>> START Information supplied

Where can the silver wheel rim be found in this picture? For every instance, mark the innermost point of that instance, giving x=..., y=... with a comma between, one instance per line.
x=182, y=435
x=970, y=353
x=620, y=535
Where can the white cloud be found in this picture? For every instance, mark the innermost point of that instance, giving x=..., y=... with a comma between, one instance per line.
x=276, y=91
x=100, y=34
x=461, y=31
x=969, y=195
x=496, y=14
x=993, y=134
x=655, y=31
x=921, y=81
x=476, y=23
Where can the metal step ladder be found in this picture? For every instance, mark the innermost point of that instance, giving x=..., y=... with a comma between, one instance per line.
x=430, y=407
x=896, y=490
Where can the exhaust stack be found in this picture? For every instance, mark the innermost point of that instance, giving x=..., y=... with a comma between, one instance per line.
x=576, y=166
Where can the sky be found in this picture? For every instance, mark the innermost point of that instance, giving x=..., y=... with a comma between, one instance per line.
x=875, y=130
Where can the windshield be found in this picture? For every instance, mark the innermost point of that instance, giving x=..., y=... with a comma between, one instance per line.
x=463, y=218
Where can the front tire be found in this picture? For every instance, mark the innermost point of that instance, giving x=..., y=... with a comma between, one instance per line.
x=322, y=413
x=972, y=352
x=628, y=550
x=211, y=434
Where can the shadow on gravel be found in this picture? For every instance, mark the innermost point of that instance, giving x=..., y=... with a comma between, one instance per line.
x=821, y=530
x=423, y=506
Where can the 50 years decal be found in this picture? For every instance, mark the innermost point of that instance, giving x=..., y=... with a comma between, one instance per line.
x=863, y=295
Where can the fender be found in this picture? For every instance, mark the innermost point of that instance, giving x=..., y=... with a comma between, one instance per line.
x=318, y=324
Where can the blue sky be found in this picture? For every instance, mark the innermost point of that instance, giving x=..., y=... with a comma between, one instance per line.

>> END Information supplied

■ **Work instructions**
Copy every line of these records word for word, without changing anything.

■ **Exercise answer**
Where can the silver wheel rim be found in this picture? For every instance, mark the innermost point of that instance, giving x=..., y=... with a comma between, one instance per line.
x=182, y=435
x=970, y=353
x=620, y=535
Where can the white cloud be found in this picture? For every instance, mark the innermost point of that instance, giving x=..., y=... with a comma between, one instance per line.
x=276, y=91
x=100, y=34
x=461, y=31
x=969, y=195
x=496, y=14
x=993, y=134
x=655, y=31
x=921, y=81
x=476, y=23
Where can the metal step ladder be found in this picture? For every instance, mark the innermost point of that instance, giving x=..., y=... with a comma between, one instance per line.
x=430, y=407
x=896, y=490
Where can the exhaust stack be found in this picture? For every instance, mark the innermost point of that instance, giving x=..., y=... with a comma between, one instance per line.
x=576, y=166
Where can the sky be found in this picture? For every instance, mark the innermost point of that instance, giving x=..., y=... with a comma between, one instance per line.
x=875, y=130
Where can the windshield be found in this picture? For every instance, mark the innermost point of that instance, giving x=..., y=... with a comma between, one instance per line.
x=463, y=218
Where can the front tire be found in this picture? For every instance, mark the innermost point of that instance, giving x=..., y=... with a comma between, one instance per line.
x=322, y=413
x=972, y=352
x=628, y=550
x=211, y=434
Where can the shadow on gravel be found in this picture? For every instance, mark the innermost point of that instance, giving x=..., y=... with a comma between, one instance per line.
x=821, y=530
x=423, y=506
Where can the 50 years decal be found in this picture? For every instance, mark the innermost point of that instance, giving x=..., y=... with a comma between, one instance per line.
x=863, y=295
Where can the fender be found in this picture? For every instance, mark the innermost point of that instance, giving x=..., y=... with a comma between, one instance per line.
x=318, y=324
Where can the blue sky be found in this picture? For every instance, mark the innermost point of that instance, giving x=..., y=... with a comma between, one instance per line.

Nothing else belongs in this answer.